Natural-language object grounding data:
━━━━

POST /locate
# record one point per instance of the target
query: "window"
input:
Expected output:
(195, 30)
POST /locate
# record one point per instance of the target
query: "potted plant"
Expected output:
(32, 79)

━━━━

The data given above must be transcribed exactly and completely.

OUTPUT =
POST /locate
# record one point per instance of the target
query: "window"
input:
Expected output:
(195, 30)
POST /locate
# record one point per instance of the target
query: "potted plant"
Expected output:
(32, 79)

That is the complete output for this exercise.